Required work: Can you collect every line below that contains the word "cushion" and copy each one in full?
───
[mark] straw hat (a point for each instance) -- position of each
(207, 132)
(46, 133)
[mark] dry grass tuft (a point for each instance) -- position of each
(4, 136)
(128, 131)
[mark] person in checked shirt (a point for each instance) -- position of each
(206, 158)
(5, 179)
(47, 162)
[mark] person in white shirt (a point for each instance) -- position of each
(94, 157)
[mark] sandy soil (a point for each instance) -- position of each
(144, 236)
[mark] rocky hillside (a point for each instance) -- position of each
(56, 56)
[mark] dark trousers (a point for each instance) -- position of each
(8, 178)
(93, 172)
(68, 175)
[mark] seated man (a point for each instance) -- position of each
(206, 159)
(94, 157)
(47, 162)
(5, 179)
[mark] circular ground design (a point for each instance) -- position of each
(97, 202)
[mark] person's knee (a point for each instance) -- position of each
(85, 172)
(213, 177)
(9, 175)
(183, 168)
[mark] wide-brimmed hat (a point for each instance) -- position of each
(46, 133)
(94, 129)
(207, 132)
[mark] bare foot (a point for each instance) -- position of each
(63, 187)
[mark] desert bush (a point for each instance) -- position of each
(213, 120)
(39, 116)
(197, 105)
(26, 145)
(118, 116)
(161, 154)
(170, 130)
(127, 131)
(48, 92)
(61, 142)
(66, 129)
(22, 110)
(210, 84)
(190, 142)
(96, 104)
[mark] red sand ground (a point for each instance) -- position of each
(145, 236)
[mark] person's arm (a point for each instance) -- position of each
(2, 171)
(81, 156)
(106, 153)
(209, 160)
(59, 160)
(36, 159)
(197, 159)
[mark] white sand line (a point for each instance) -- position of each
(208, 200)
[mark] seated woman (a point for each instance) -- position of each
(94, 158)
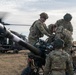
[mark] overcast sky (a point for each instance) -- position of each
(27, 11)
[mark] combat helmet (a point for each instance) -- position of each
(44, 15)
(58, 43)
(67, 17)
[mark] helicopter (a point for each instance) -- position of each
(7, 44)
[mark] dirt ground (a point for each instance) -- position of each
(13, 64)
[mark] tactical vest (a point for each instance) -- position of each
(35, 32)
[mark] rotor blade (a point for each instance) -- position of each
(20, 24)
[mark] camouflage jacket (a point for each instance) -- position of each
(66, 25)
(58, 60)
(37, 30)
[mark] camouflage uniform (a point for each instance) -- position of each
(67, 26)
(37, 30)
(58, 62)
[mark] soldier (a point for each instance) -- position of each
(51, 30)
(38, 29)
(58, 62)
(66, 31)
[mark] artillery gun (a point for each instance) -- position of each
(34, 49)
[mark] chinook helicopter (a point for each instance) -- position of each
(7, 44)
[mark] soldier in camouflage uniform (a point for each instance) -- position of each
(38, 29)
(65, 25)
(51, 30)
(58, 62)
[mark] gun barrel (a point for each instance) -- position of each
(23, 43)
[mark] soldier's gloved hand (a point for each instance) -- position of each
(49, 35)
───
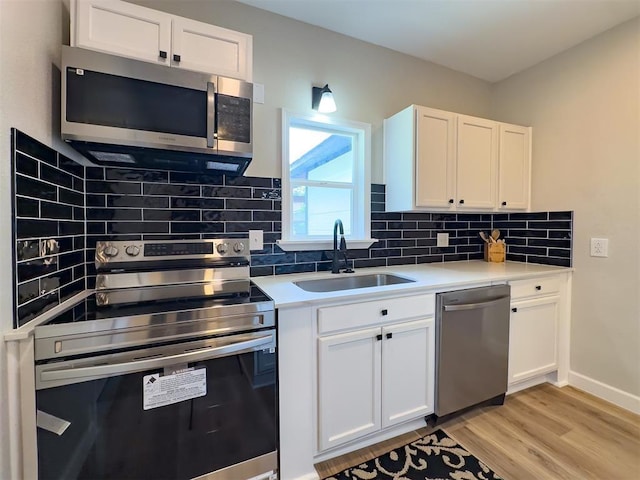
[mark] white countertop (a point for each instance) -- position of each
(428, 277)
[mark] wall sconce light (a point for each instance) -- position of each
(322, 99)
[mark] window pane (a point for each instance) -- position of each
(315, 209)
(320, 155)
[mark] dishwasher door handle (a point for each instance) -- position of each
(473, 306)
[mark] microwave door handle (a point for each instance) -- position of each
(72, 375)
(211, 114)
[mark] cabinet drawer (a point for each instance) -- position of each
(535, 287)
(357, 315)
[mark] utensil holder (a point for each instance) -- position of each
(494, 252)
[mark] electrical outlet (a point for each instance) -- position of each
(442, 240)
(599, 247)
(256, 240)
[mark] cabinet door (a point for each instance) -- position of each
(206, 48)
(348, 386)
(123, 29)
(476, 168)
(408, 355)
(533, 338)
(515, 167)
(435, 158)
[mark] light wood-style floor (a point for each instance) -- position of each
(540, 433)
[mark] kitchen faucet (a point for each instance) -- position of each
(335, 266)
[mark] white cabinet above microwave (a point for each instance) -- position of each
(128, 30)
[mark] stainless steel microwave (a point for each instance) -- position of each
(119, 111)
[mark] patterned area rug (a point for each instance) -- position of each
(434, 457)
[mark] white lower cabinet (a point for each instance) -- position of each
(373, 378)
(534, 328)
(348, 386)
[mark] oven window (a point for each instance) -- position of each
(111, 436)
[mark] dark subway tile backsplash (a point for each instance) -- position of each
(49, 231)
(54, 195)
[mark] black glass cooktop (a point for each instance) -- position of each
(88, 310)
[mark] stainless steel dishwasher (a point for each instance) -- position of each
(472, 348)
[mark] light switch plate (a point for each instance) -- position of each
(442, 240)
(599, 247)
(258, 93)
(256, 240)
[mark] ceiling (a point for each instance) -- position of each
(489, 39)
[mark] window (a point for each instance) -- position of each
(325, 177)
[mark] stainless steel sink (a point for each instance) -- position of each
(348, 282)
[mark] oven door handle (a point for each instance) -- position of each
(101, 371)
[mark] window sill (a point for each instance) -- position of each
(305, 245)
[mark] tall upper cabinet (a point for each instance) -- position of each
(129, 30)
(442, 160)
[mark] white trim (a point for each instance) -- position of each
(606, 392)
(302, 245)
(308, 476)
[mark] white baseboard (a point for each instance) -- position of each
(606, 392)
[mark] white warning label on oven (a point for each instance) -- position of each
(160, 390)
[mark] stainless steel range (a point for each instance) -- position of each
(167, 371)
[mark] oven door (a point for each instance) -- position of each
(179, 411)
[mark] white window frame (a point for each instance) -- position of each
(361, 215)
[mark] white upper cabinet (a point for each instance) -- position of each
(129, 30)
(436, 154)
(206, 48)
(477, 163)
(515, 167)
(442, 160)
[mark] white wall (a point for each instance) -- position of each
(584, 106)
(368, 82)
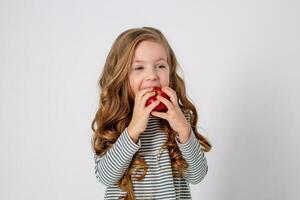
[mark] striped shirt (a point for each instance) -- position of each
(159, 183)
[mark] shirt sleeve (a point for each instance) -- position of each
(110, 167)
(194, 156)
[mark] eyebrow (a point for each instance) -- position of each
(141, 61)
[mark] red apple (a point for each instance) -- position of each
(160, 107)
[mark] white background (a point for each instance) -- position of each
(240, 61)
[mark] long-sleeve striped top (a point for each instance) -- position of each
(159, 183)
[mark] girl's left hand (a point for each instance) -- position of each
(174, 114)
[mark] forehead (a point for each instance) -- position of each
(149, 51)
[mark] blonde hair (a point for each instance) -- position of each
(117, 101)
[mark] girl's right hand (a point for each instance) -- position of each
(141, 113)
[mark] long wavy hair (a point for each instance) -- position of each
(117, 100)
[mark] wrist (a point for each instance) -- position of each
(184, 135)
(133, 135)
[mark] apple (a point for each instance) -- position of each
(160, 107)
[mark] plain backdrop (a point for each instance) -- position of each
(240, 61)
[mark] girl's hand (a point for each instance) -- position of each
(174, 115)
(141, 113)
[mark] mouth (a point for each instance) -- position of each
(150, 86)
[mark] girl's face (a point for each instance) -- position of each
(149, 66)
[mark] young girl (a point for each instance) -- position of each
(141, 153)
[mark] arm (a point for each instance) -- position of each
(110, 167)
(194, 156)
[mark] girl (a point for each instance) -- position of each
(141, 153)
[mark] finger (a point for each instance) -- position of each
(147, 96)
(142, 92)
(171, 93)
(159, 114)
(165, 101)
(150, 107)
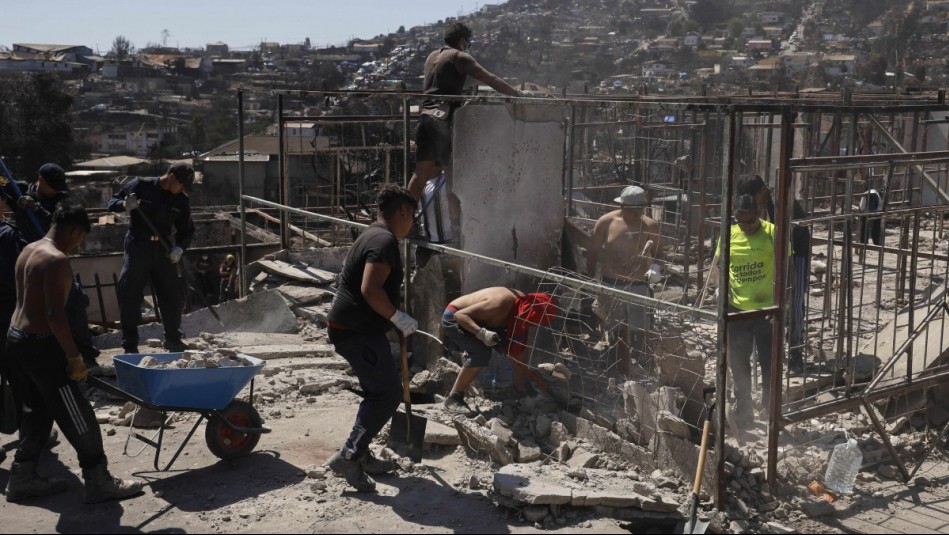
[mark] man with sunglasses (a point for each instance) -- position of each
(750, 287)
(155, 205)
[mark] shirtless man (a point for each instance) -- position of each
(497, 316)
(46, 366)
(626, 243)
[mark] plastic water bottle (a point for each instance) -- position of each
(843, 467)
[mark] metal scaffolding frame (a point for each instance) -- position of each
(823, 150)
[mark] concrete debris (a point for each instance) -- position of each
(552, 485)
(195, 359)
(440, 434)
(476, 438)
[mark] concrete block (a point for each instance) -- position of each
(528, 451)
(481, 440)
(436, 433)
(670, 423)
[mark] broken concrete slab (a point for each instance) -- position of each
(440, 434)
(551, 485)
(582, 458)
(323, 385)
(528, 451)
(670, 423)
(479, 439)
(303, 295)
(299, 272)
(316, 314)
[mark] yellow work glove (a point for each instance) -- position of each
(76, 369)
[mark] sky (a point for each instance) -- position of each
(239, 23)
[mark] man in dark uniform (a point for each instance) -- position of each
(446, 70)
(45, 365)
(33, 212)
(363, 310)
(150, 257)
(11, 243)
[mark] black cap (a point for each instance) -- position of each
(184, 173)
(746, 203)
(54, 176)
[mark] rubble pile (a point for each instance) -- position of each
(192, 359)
───
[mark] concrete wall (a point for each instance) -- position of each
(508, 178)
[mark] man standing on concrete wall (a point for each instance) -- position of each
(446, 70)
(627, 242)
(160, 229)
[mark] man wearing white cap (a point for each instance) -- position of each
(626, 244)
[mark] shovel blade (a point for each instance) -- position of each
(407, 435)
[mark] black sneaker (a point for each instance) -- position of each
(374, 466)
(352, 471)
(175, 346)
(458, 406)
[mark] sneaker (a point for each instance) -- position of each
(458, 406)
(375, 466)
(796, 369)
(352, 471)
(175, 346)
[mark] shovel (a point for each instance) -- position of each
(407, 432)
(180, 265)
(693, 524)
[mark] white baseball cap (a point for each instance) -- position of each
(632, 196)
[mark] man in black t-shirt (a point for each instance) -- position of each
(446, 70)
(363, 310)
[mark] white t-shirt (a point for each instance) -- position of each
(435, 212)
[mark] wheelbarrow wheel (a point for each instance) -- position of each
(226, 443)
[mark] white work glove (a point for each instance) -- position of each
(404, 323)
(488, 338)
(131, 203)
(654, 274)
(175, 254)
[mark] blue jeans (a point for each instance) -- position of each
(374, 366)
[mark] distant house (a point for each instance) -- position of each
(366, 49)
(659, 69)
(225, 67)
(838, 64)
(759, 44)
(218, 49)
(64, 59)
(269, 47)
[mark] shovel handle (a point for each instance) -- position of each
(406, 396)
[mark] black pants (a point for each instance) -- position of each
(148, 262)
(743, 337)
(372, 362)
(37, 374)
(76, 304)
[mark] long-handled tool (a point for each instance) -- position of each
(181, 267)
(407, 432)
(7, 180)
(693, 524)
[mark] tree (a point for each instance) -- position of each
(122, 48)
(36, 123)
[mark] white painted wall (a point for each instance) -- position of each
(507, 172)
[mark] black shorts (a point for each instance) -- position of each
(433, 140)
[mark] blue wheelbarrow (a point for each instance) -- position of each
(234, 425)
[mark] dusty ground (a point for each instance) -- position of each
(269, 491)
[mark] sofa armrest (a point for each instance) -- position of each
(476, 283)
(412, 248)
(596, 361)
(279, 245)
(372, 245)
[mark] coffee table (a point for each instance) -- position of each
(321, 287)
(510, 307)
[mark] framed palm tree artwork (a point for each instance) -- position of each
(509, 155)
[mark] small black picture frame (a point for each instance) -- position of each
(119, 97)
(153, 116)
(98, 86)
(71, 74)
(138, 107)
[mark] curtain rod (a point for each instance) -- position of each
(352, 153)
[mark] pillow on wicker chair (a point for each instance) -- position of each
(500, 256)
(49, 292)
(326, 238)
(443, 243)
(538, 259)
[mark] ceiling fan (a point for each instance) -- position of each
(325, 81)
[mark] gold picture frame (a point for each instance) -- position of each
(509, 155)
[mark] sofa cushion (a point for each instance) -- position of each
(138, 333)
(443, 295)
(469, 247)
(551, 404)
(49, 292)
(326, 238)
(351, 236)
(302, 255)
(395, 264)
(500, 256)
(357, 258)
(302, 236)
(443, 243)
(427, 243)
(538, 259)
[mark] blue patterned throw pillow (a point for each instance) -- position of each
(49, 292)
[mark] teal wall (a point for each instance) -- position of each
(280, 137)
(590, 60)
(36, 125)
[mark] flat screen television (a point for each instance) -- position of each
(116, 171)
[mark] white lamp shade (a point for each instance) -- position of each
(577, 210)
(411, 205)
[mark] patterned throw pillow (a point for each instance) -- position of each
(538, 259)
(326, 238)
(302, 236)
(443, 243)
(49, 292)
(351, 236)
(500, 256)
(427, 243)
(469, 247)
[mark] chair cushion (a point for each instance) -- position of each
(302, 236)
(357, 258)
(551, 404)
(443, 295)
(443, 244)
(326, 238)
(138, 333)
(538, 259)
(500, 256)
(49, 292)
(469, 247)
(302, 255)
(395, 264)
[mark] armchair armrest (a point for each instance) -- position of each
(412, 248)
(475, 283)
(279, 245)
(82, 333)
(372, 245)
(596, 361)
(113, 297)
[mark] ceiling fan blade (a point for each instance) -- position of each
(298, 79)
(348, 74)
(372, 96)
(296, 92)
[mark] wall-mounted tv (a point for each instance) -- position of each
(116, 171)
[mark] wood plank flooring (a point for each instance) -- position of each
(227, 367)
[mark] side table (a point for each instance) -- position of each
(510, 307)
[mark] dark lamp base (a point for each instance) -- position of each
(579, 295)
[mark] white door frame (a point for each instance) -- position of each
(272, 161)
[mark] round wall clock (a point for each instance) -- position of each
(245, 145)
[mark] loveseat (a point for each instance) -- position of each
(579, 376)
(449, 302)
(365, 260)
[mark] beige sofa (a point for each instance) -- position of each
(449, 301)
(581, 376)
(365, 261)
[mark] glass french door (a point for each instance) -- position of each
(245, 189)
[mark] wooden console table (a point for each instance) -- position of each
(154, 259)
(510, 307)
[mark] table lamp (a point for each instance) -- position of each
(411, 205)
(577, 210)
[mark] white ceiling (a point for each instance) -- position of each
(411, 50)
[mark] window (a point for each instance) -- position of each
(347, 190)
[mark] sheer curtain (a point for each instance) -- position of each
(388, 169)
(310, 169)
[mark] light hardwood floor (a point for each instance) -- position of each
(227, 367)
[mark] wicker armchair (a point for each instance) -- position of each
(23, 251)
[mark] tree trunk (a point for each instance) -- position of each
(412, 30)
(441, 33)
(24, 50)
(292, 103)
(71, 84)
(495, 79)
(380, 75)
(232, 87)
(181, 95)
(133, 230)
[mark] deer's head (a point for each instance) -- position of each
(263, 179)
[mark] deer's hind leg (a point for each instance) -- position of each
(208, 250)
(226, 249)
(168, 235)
───
Completed task:
[mark] sofa cushion (a point for each instance) -- position of each
[mark] chair cushion (a point for each instance) -- position of each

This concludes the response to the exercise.